# [Work instructions]
State how many lines in the listing below contain the word "colonnade", and write nothing else.

..........

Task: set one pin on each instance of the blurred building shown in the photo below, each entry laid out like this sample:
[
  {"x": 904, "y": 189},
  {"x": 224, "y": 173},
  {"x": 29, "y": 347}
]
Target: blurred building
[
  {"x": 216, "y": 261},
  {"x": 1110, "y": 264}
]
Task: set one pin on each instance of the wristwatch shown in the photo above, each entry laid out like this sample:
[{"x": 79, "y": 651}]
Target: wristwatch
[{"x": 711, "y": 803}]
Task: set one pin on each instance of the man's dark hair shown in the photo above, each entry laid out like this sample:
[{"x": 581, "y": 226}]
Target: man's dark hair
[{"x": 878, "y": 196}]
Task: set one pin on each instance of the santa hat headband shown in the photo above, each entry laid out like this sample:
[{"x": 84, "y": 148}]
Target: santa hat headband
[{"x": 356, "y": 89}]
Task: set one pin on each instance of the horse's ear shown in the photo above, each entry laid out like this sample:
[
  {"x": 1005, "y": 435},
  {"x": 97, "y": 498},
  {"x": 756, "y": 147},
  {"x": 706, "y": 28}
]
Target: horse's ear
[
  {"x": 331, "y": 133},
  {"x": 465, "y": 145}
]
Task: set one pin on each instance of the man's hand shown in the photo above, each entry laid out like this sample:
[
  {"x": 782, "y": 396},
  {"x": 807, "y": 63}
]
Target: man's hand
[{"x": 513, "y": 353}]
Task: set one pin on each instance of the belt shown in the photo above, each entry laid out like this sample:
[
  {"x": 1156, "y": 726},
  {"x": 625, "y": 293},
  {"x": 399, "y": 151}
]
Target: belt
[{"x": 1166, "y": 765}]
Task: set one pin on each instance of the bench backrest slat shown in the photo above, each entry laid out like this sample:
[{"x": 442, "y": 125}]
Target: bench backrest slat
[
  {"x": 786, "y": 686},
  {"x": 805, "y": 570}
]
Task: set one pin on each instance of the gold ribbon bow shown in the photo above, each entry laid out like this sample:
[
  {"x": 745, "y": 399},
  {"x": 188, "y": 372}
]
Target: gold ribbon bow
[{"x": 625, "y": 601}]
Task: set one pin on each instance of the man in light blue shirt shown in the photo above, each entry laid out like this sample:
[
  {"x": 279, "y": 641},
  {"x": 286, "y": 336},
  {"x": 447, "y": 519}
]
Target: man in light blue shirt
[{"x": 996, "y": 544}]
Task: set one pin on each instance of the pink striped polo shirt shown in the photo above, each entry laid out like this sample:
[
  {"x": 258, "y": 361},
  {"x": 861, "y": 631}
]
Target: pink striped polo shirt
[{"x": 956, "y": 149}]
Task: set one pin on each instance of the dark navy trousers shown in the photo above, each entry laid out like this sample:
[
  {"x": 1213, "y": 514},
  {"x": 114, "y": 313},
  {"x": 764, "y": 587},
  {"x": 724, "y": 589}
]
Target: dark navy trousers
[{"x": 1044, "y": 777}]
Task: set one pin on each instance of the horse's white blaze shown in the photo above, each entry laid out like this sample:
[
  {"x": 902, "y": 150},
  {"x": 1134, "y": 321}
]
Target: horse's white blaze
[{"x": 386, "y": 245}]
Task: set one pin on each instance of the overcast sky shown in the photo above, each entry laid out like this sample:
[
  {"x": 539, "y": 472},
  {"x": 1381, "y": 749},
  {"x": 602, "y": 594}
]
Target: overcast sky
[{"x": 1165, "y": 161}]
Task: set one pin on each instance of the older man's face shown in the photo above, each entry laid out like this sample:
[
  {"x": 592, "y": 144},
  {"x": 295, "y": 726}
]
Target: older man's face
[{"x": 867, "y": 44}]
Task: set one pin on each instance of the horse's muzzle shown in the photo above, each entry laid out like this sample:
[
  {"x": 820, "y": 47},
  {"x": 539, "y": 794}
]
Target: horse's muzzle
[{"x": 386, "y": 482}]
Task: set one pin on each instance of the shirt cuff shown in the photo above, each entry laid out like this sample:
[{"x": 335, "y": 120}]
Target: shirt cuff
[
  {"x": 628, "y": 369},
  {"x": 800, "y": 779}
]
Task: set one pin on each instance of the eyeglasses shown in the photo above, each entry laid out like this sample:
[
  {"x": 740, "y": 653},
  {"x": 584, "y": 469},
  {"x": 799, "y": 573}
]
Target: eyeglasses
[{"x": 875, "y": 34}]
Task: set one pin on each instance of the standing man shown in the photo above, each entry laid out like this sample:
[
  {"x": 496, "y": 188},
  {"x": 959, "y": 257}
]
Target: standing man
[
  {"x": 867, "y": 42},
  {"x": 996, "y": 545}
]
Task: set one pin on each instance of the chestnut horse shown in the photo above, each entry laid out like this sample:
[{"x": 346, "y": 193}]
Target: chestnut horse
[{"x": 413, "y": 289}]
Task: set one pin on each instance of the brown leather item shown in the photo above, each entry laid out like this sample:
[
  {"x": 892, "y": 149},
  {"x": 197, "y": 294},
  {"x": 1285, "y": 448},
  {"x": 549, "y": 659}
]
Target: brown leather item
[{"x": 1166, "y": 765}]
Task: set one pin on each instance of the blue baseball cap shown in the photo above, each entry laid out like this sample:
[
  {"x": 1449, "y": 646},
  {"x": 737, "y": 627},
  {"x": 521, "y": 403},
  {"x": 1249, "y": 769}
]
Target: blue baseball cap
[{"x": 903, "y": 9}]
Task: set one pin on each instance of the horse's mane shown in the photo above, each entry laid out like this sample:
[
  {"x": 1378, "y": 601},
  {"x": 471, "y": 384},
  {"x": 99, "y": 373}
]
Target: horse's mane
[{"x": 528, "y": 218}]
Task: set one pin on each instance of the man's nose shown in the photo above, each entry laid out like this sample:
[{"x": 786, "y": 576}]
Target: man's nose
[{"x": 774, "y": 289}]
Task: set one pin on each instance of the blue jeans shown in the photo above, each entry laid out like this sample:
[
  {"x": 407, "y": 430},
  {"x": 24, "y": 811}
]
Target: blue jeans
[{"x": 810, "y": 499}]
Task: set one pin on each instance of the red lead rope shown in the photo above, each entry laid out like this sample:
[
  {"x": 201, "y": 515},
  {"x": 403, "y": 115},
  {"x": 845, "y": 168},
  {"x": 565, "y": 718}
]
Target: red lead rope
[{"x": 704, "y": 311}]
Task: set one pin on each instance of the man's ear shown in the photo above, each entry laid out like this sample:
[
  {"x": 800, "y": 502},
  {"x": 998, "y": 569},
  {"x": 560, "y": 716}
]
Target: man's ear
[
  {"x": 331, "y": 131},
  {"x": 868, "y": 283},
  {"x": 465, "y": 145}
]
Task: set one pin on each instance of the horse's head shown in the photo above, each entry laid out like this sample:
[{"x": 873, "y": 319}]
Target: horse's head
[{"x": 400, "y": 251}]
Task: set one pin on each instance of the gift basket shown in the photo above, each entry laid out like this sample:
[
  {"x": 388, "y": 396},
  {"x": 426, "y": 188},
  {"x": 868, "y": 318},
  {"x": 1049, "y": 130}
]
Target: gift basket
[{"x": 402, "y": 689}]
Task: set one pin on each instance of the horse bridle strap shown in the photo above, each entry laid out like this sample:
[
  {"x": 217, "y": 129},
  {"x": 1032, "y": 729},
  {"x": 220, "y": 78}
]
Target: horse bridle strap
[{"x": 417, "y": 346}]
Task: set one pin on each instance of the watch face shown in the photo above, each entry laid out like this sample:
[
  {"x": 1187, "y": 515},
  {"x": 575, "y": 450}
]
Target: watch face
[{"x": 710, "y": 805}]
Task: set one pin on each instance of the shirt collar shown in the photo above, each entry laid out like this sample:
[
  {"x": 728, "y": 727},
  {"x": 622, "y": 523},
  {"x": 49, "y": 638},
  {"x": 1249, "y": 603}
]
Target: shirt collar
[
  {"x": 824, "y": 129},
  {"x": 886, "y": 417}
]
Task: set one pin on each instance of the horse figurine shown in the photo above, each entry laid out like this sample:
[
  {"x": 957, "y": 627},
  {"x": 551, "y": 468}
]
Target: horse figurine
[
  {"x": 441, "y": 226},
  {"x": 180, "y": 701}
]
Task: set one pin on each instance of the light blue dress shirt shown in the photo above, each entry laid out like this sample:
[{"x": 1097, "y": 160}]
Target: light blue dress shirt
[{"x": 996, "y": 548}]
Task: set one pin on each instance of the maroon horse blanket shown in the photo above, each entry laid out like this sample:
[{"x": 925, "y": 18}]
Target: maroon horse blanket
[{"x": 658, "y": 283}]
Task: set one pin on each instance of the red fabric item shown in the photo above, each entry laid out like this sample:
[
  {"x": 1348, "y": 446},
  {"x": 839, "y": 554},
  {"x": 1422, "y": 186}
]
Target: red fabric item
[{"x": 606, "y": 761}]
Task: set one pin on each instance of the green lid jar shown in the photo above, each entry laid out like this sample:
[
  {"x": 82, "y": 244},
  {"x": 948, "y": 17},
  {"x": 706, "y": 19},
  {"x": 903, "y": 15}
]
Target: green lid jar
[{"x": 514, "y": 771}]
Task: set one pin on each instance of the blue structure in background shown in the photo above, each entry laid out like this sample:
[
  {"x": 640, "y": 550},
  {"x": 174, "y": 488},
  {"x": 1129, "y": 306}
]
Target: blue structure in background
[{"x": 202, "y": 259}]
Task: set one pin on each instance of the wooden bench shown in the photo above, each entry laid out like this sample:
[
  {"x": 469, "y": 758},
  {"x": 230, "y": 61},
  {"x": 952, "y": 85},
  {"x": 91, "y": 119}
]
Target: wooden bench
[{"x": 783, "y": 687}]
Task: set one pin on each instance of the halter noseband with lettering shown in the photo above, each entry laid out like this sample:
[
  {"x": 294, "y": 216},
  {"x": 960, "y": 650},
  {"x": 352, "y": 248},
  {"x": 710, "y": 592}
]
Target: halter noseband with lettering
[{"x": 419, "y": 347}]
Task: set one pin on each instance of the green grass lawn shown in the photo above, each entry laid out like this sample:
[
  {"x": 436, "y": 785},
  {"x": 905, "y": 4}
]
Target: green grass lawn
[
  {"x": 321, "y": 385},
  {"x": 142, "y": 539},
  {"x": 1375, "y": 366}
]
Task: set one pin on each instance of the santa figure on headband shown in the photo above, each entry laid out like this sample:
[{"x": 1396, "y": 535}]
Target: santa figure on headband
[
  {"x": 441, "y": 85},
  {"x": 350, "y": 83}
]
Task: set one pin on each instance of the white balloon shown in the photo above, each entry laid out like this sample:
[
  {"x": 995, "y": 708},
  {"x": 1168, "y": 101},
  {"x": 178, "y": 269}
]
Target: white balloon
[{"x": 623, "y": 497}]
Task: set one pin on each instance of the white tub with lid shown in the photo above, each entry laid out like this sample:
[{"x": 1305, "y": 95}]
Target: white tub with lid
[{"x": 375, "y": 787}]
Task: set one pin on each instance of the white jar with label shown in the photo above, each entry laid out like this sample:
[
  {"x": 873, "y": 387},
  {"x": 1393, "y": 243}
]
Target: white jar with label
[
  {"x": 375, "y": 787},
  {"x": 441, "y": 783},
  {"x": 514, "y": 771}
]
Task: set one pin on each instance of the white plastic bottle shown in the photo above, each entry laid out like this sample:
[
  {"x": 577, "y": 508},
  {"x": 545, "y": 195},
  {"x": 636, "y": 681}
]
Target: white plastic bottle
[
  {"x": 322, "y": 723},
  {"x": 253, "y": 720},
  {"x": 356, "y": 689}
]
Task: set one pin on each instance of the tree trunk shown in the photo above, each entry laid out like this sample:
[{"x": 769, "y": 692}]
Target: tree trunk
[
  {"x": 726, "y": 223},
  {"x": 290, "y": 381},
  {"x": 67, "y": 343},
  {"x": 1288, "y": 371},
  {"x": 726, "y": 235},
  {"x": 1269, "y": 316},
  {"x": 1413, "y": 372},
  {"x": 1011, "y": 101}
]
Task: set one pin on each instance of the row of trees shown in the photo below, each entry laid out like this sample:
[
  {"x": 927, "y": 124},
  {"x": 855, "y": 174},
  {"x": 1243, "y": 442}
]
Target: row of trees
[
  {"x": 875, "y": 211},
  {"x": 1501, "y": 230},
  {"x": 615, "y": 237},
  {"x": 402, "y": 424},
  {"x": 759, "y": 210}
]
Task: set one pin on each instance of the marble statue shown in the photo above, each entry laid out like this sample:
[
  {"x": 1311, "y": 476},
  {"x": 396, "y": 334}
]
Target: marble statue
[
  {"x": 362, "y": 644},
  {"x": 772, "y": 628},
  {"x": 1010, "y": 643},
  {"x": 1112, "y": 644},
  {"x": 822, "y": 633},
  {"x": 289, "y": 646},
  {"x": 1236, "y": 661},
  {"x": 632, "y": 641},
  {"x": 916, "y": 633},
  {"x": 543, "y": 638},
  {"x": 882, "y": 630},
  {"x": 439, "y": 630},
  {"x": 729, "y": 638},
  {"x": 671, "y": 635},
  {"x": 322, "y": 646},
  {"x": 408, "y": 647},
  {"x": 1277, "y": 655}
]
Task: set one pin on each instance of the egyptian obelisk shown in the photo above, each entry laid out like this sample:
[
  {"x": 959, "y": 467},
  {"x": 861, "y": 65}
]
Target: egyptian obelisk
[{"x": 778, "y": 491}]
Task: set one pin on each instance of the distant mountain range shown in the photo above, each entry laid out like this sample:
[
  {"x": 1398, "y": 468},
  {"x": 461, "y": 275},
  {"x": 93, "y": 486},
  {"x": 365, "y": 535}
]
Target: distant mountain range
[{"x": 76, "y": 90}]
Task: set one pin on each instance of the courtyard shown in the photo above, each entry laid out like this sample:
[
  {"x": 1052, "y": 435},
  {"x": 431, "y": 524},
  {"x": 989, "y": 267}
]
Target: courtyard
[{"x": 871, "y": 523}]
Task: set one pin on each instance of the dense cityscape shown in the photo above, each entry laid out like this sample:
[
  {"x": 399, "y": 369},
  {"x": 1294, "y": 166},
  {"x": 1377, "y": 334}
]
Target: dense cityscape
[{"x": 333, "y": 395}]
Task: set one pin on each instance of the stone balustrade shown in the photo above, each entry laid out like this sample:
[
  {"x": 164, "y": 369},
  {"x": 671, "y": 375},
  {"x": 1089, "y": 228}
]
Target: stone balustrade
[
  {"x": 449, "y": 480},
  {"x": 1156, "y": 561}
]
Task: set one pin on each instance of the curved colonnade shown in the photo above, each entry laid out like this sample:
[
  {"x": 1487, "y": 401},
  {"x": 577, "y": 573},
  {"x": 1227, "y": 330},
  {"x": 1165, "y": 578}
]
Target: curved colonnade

..........

# [Exercise answer]
2